* _WHAT THE TASK REQUIRES_
One range is to be output from the listing below, exactly as written: the line with "[locate] handbag (one" to the line with "[locate] man (one", both kept.

* _INPUT DATA_
Segment Open
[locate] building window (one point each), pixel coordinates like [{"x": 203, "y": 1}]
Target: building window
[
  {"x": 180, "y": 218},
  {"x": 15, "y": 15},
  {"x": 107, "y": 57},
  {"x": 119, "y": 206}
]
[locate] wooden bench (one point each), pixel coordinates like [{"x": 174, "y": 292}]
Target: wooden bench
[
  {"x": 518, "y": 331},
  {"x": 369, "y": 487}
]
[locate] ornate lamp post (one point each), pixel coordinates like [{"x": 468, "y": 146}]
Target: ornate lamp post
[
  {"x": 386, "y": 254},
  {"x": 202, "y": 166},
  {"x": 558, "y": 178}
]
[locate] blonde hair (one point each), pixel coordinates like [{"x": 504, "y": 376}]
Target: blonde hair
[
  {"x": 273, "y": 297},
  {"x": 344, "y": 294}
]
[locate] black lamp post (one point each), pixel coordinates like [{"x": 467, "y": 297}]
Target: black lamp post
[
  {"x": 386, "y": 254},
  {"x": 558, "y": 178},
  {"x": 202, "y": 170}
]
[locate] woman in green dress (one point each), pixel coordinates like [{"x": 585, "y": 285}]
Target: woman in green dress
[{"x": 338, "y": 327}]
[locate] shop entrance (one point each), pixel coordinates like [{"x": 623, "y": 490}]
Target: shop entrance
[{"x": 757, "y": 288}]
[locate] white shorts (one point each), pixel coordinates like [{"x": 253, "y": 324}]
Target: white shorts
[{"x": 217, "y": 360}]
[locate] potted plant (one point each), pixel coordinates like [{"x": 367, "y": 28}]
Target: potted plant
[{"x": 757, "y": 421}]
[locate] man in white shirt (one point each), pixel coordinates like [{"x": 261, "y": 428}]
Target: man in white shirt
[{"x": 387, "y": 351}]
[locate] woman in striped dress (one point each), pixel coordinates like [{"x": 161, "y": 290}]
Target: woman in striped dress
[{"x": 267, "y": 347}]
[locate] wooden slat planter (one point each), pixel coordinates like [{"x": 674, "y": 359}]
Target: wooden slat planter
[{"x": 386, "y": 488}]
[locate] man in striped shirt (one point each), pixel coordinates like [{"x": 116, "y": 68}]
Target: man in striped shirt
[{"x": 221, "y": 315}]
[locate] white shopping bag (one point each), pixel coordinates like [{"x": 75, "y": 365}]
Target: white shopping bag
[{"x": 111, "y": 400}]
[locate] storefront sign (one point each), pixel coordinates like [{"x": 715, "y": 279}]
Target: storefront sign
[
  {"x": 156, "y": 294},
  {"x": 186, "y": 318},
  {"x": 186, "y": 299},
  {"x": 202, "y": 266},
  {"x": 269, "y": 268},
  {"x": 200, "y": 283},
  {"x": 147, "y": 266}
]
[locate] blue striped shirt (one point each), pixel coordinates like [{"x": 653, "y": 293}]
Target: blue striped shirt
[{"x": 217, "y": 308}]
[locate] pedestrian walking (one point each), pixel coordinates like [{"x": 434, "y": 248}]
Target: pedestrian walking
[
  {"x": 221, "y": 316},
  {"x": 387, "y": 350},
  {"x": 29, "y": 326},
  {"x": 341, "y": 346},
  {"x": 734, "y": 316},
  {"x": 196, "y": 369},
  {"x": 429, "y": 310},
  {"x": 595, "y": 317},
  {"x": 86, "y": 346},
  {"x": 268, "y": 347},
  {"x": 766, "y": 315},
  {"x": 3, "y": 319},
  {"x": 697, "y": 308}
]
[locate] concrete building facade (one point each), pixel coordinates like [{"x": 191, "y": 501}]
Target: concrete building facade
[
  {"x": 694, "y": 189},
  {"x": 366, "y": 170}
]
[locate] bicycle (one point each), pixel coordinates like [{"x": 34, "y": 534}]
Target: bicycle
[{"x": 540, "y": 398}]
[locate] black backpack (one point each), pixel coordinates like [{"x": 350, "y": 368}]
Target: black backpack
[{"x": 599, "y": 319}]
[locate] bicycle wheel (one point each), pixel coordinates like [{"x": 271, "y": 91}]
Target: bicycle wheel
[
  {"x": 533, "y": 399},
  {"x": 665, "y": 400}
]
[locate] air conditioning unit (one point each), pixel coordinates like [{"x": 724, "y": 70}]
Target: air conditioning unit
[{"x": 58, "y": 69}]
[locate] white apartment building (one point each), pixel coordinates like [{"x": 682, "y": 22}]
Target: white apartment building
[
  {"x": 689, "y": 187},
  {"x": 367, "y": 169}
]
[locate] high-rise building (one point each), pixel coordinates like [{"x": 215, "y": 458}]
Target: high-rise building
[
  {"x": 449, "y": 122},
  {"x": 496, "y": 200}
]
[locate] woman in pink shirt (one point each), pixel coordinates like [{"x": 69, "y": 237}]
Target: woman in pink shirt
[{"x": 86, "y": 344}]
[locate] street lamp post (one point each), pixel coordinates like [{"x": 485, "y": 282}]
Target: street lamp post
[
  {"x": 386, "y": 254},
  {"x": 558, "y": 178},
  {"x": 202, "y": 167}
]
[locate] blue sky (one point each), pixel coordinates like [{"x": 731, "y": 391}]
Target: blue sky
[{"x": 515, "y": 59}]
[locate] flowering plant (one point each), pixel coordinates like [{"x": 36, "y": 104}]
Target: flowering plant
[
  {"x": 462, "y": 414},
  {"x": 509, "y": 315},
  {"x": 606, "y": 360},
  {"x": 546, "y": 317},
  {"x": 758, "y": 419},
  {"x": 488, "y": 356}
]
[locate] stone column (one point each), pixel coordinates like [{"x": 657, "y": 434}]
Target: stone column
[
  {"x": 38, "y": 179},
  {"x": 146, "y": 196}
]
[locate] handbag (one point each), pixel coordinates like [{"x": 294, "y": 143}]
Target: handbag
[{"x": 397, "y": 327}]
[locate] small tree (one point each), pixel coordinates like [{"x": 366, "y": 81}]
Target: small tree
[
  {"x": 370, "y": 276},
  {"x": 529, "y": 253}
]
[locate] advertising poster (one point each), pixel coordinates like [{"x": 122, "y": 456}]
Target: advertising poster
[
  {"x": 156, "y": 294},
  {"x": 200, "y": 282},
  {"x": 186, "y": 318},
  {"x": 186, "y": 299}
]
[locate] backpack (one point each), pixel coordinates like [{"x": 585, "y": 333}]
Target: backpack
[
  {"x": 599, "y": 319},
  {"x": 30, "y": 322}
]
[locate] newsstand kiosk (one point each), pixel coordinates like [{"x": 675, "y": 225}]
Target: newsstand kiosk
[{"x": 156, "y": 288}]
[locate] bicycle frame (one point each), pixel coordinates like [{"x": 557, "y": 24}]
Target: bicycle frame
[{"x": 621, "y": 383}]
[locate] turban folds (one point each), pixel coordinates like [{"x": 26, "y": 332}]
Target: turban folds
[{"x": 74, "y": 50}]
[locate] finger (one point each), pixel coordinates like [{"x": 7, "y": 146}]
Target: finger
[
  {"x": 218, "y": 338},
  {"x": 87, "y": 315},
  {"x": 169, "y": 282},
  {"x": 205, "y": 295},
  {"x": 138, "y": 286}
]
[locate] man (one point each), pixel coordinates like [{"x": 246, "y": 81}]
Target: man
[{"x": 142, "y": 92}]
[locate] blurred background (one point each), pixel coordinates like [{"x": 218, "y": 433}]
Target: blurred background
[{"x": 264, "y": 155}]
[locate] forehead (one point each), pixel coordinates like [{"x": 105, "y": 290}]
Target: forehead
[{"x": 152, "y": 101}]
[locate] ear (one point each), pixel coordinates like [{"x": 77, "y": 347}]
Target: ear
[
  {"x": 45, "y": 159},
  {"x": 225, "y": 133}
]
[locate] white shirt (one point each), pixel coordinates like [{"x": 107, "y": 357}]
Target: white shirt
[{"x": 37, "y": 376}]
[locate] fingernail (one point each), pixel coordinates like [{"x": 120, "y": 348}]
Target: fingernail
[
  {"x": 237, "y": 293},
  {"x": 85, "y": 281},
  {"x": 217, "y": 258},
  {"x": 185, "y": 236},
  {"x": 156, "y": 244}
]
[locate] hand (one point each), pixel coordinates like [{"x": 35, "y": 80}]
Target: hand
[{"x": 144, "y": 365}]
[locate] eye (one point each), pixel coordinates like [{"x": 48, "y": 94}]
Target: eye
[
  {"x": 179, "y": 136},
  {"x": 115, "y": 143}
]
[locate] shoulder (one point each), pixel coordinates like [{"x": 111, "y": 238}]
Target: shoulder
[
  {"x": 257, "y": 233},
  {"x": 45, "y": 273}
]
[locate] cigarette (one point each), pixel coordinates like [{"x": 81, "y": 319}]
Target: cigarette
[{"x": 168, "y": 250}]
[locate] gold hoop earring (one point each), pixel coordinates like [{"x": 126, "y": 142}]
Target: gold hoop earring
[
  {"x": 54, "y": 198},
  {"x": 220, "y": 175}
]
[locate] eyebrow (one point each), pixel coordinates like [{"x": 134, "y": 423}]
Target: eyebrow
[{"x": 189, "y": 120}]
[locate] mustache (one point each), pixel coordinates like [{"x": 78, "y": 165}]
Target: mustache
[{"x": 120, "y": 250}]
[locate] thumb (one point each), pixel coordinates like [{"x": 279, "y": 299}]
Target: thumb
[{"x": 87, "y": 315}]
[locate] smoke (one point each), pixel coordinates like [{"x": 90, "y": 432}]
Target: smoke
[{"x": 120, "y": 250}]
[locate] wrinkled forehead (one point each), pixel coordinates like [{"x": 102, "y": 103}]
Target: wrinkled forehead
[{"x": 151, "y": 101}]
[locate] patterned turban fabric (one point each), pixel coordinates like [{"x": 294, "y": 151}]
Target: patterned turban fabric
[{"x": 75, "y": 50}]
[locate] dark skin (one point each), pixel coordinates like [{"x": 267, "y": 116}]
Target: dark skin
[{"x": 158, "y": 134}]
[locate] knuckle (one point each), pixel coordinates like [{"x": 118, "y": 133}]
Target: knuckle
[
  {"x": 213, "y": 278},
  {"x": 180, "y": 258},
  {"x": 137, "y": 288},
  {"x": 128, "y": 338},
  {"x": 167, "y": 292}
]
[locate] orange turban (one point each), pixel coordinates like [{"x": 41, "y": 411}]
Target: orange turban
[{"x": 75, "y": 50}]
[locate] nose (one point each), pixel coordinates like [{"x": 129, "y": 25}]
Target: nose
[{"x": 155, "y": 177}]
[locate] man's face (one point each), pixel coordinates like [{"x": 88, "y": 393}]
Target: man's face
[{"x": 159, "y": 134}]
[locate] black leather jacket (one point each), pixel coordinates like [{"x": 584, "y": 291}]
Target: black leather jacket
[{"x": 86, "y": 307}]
Segment Closed
Segment Open
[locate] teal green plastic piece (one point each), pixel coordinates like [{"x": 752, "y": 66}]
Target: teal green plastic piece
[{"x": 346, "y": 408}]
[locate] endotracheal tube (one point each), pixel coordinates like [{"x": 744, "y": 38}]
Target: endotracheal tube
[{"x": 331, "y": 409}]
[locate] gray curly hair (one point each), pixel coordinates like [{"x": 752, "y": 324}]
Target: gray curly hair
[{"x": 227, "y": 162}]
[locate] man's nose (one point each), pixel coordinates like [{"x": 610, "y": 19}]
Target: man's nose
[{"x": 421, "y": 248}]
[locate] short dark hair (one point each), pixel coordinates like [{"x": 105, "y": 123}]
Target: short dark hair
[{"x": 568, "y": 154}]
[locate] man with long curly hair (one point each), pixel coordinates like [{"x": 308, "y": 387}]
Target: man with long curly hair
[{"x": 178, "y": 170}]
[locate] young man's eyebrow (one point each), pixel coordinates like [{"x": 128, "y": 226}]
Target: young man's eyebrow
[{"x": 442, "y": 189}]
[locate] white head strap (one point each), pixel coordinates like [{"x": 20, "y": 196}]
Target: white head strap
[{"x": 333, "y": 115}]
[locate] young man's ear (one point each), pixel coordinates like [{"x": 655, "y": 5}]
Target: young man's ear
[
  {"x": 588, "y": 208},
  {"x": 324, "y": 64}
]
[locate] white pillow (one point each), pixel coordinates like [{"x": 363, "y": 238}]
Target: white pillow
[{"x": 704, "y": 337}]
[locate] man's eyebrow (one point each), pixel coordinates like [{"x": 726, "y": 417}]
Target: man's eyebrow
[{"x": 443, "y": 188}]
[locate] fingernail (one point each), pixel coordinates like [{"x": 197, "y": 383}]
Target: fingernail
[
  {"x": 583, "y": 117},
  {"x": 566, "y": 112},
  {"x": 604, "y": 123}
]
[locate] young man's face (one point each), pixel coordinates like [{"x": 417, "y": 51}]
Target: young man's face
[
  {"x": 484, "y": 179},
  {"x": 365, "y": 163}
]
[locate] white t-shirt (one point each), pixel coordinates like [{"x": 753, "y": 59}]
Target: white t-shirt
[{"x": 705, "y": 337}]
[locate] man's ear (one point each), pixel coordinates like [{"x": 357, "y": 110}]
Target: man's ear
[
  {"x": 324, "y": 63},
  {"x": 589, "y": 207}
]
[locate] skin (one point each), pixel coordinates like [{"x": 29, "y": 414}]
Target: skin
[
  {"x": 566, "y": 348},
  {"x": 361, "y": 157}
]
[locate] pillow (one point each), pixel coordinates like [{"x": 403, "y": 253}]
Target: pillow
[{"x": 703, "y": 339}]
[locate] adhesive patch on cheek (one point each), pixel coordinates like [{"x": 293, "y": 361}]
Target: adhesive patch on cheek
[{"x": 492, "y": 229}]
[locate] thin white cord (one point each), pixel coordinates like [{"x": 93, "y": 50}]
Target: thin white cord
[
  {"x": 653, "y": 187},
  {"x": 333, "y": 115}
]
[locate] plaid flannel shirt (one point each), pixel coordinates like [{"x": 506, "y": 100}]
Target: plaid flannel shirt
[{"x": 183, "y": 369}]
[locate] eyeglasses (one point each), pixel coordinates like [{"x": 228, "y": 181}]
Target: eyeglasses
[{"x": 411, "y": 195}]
Segment Closed
* _ANSWER BELOW_
[locate] handbag (one point each), pixel coordinates like [{"x": 294, "y": 143}]
Target: handbag
[{"x": 397, "y": 327}]
[locate] small tree (one point each), pixel coordinates like [{"x": 366, "y": 81}]
Target: small tree
[
  {"x": 370, "y": 276},
  {"x": 529, "y": 253}
]
[locate] advertising poster (one point each), pixel coordinates like [{"x": 122, "y": 456}]
Target: advertising poster
[
  {"x": 156, "y": 294},
  {"x": 200, "y": 282},
  {"x": 186, "y": 318},
  {"x": 186, "y": 299}
]
[locate] backpack (one point each), pixel coordinates like [{"x": 585, "y": 333}]
Target: backpack
[
  {"x": 599, "y": 319},
  {"x": 30, "y": 322}
]
[locate] newsstand kiosk (one point each), pixel coordinates like [{"x": 675, "y": 225}]
Target: newsstand kiosk
[{"x": 156, "y": 288}]
[locate] bicycle frame (one point each), pixel coordinates like [{"x": 557, "y": 24}]
Target: bicycle frame
[{"x": 621, "y": 383}]
[locate] turban folds (one point each), pixel coordinates like [{"x": 26, "y": 332}]
Target: turban folds
[{"x": 74, "y": 50}]
[locate] finger (one point each), pixel coordinates like [{"x": 7, "y": 146}]
Target: finger
[
  {"x": 218, "y": 338},
  {"x": 87, "y": 315},
  {"x": 169, "y": 282},
  {"x": 205, "y": 295},
  {"x": 138, "y": 286}
]
[locate] man (one point each), pixel coordinates like [{"x": 246, "y": 81}]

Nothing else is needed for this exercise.